Extracted data entries
....................

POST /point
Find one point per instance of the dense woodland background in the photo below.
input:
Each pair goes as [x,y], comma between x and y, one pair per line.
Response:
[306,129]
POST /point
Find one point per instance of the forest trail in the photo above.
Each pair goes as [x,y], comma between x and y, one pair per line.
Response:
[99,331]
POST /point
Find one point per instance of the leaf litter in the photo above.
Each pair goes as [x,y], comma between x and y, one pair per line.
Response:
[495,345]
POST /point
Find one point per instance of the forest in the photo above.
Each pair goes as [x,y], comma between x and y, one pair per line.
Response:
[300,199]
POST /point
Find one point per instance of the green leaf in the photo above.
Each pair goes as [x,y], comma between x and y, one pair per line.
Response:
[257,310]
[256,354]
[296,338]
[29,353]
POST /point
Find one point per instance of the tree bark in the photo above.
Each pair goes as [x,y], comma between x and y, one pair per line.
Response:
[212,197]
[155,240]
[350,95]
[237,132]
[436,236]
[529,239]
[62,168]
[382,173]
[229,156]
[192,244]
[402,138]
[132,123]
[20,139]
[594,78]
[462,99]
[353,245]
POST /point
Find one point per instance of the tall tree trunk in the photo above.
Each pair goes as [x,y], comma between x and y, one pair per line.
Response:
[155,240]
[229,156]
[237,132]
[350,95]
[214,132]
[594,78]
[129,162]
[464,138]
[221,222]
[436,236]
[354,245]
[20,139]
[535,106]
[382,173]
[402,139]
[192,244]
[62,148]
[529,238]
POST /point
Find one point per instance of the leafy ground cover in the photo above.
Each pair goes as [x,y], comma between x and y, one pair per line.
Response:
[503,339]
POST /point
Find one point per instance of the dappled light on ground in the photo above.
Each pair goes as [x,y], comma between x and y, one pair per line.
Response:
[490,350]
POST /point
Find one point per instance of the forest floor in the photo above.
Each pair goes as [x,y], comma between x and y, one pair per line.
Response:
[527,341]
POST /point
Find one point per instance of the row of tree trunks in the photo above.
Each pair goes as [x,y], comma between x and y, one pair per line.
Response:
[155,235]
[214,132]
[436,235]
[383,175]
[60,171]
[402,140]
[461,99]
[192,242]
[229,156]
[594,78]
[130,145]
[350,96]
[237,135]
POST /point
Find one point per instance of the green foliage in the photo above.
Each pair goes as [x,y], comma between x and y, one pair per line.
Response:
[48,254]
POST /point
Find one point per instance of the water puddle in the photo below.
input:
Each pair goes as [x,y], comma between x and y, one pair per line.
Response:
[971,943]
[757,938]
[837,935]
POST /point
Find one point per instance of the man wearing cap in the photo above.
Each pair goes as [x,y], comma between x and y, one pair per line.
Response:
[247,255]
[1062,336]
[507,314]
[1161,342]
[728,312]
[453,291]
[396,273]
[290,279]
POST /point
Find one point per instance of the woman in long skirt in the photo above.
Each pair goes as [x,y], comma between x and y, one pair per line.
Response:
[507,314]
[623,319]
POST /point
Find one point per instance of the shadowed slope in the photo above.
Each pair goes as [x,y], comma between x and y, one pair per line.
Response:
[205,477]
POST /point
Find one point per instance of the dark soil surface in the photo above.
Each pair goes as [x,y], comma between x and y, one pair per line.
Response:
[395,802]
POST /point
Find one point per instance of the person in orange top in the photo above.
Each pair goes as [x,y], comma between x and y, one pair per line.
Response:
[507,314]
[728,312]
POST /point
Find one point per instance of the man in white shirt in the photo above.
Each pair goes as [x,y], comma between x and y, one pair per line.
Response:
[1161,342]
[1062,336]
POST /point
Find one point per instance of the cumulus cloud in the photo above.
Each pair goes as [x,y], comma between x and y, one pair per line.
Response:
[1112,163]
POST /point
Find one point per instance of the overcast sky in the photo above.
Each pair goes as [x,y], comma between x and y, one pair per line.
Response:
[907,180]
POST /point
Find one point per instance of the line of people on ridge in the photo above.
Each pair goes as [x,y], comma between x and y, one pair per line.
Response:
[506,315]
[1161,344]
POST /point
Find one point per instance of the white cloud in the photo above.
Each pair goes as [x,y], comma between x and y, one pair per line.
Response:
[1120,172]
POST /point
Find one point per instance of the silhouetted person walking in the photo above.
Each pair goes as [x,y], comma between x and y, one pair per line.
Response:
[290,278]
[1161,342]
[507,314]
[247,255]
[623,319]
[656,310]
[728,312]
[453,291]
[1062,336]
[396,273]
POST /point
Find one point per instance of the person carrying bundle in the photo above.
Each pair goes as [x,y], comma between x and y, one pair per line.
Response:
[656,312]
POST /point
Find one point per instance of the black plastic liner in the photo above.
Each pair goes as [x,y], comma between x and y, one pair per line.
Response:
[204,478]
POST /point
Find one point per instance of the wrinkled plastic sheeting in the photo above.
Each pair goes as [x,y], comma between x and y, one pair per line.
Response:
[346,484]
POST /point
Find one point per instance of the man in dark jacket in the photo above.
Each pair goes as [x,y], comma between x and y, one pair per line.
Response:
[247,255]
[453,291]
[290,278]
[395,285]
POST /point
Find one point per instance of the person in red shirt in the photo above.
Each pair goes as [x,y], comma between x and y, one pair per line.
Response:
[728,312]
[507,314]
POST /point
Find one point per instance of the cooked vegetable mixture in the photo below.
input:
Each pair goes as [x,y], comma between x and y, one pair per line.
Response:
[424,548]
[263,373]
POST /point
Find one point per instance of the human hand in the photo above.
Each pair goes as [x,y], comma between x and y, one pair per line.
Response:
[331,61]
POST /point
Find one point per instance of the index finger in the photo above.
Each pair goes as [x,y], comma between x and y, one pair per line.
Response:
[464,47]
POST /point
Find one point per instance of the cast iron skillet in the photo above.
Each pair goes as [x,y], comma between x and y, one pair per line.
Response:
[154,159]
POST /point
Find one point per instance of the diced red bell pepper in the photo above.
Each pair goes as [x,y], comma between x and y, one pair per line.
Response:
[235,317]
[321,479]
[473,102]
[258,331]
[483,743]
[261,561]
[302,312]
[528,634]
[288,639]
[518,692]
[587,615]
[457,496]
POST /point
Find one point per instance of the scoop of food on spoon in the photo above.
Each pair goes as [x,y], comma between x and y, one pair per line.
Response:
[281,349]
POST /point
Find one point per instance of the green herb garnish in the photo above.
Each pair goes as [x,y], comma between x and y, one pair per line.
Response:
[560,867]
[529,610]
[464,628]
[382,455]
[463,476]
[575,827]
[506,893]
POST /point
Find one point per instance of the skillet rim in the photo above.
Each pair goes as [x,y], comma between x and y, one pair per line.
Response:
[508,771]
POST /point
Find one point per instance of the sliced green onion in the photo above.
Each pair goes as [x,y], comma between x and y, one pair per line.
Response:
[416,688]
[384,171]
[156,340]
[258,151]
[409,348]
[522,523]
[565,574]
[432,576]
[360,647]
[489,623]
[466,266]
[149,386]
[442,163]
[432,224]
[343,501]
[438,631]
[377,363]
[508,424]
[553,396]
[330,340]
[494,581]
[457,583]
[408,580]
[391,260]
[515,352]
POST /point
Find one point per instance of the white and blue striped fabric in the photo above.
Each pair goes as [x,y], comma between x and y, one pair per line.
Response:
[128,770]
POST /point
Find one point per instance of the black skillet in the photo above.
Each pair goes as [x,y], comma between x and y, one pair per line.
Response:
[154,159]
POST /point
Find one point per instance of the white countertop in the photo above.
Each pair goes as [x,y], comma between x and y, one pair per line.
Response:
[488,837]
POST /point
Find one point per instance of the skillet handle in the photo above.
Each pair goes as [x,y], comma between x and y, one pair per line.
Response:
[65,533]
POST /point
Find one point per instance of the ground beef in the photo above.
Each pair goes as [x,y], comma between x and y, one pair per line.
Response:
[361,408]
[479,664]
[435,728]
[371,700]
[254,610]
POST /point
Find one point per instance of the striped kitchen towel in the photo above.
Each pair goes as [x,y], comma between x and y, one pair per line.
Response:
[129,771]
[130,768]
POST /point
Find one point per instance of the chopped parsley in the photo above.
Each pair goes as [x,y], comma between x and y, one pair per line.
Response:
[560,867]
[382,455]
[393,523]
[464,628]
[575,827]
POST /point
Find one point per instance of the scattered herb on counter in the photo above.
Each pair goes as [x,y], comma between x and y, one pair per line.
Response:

....................

Go through the data and show each line that holds "tree".

OUTPUT OF THE TASK:
Find one point per instance of the tree bark in the photo above.
Find one point per instance of the tall tree trunk in the photo above.
Find one point per instance of the row of tree trunks in the photo above.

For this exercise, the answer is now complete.